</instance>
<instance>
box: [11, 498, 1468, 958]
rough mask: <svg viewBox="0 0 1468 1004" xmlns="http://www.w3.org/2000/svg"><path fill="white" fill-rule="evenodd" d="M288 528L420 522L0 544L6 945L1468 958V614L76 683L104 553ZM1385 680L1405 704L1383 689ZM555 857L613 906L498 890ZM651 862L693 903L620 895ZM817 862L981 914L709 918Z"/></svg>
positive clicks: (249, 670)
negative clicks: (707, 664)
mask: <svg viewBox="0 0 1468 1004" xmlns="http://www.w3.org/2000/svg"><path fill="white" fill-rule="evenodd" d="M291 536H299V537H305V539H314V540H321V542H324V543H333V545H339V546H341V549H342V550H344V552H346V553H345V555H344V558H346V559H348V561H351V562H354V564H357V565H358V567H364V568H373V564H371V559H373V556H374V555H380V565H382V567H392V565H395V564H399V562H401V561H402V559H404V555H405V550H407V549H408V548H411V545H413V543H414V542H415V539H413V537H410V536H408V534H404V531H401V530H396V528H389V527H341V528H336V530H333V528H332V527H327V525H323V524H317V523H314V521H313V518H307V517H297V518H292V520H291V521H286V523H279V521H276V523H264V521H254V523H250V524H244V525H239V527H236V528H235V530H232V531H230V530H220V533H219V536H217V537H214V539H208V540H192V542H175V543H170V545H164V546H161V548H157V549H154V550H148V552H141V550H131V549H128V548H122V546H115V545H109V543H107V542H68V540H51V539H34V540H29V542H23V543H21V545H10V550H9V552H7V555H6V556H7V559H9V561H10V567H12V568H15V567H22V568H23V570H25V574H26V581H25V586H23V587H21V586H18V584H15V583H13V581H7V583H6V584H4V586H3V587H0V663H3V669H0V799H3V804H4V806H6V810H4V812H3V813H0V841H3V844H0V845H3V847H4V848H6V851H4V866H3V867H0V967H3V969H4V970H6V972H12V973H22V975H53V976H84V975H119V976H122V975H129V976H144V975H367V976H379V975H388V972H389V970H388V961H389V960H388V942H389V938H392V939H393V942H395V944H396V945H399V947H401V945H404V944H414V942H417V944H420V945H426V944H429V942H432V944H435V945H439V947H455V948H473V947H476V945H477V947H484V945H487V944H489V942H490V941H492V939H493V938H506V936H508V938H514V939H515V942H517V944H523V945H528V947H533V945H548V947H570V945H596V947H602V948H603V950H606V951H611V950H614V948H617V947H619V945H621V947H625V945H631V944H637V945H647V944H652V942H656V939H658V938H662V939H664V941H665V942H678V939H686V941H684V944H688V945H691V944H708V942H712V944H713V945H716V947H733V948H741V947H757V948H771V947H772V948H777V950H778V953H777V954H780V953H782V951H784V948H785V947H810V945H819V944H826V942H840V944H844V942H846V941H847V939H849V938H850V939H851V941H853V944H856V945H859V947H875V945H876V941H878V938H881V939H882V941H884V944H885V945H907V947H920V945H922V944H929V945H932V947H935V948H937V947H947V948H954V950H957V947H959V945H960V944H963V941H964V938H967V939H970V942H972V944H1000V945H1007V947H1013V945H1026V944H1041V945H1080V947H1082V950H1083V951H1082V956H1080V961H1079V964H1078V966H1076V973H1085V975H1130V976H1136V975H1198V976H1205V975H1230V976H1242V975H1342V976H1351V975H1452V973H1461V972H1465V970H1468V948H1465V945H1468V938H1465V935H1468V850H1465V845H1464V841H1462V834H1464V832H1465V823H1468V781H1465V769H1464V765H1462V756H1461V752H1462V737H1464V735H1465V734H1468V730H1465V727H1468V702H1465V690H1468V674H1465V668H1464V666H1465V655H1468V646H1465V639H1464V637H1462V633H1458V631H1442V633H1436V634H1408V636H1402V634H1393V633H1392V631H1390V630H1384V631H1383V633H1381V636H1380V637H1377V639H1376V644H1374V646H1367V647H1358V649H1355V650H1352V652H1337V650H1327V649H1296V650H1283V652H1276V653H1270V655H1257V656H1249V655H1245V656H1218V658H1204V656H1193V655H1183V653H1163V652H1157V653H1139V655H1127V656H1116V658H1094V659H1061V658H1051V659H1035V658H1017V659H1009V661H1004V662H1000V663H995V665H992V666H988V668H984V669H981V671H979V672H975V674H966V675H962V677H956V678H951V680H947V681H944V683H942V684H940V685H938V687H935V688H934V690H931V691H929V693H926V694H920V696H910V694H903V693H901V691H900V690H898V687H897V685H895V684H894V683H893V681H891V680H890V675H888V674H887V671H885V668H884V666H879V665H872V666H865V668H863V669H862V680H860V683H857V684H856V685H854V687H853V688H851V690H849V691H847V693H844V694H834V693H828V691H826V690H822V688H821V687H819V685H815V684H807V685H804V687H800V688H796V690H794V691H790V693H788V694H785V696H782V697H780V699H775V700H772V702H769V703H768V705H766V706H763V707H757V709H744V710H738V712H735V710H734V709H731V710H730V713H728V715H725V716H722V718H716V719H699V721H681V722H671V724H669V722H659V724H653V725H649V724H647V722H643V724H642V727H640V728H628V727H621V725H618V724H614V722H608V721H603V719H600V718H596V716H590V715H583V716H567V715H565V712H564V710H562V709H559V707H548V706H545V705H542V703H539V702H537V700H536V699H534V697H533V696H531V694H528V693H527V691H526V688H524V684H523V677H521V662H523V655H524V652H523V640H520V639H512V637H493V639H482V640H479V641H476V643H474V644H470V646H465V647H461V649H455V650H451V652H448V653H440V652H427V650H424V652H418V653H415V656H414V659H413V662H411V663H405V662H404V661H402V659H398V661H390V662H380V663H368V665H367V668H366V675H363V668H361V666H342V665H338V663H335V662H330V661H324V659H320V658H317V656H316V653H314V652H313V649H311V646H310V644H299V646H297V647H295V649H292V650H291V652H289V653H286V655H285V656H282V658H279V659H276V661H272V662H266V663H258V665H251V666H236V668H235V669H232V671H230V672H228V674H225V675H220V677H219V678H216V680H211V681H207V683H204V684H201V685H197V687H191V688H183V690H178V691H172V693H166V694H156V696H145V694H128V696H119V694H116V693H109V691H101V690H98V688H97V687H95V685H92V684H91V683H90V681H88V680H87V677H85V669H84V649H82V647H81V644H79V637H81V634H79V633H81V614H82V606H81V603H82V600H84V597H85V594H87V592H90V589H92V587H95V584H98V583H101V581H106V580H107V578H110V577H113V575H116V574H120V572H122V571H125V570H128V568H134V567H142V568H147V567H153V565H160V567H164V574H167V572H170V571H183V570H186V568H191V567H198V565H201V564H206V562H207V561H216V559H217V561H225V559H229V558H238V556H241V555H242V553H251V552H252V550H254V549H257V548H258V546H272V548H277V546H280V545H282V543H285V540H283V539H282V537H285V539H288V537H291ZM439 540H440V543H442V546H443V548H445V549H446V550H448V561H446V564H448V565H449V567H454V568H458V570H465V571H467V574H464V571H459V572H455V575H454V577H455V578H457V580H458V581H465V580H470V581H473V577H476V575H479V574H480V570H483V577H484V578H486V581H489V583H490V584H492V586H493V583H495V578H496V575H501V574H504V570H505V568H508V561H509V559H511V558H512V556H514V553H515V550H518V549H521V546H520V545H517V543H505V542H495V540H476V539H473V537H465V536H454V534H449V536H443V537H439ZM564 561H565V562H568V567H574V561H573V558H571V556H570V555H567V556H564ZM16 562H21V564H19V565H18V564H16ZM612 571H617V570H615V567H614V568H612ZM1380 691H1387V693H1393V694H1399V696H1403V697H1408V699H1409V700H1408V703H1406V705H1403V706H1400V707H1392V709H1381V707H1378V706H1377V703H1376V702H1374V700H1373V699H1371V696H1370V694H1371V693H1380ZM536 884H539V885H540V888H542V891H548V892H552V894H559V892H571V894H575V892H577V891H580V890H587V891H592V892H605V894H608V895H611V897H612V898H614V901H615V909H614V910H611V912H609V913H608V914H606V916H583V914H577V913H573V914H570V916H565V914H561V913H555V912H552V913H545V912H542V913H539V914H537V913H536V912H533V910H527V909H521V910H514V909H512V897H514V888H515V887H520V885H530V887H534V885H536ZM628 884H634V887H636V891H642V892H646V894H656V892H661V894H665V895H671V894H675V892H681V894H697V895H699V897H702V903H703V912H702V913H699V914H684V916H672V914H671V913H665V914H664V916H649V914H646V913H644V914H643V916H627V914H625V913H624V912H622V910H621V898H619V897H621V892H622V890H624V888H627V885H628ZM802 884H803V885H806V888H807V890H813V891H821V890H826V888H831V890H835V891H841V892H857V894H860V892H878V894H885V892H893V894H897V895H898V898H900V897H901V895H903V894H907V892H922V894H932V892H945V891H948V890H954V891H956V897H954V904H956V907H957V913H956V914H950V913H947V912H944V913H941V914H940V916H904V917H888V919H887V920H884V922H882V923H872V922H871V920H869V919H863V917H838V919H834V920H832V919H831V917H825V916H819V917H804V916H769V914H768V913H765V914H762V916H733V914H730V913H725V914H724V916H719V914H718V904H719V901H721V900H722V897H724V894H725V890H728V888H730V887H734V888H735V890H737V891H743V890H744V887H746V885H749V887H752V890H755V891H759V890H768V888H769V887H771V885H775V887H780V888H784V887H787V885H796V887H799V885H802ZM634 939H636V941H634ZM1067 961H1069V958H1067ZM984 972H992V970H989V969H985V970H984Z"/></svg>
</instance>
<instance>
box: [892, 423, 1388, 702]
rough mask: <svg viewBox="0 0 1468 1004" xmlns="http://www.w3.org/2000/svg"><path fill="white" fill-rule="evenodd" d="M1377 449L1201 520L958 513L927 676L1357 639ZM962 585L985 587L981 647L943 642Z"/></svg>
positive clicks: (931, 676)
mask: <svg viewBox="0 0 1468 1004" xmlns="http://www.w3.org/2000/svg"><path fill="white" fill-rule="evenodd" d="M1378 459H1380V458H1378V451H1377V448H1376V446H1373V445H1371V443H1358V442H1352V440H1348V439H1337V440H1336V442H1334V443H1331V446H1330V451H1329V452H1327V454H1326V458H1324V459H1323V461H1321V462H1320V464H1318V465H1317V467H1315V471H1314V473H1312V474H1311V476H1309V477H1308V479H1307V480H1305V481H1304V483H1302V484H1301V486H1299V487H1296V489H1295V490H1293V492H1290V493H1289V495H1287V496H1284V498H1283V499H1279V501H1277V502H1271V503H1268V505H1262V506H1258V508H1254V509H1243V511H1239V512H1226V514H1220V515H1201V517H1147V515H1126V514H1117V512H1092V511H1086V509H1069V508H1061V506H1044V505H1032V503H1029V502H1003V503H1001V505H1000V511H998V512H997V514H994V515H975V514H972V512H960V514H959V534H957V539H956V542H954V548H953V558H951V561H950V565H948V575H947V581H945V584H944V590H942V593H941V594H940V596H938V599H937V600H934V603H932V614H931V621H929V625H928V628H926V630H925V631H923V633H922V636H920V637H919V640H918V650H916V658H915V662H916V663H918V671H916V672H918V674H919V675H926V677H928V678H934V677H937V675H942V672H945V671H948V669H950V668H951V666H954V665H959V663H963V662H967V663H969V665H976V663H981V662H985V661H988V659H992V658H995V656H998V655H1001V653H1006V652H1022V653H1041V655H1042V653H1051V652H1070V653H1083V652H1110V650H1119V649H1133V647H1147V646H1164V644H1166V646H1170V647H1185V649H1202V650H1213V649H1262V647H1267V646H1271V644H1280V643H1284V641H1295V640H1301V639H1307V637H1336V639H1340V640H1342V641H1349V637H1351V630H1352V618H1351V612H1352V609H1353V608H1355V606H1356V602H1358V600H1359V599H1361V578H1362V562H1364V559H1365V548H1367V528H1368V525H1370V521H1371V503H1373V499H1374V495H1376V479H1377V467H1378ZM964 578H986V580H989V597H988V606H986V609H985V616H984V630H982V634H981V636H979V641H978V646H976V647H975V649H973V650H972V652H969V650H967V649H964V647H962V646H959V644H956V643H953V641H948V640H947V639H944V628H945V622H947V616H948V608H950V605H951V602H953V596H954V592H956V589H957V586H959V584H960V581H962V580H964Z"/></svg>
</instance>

— TASK OBJECTIVE —
Set down the lines of the listing above verbatim, first line through the line containing "positive clicks: (249, 670)", inclusive; add no other lines.

— TASK RESPONSE —
</instance>
<instance>
box: [11, 498, 1468, 958]
rough mask: <svg viewBox="0 0 1468 1004" xmlns="http://www.w3.org/2000/svg"><path fill="white" fill-rule="evenodd" d="M288 528L420 522L0 544L6 945L1468 958V614L76 683L104 553ZM1385 680L1405 704L1383 689ZM555 857L613 906L498 890ZM651 862L693 903L620 895ZM817 862L981 914L709 918Z"/></svg>
positive clicks: (249, 670)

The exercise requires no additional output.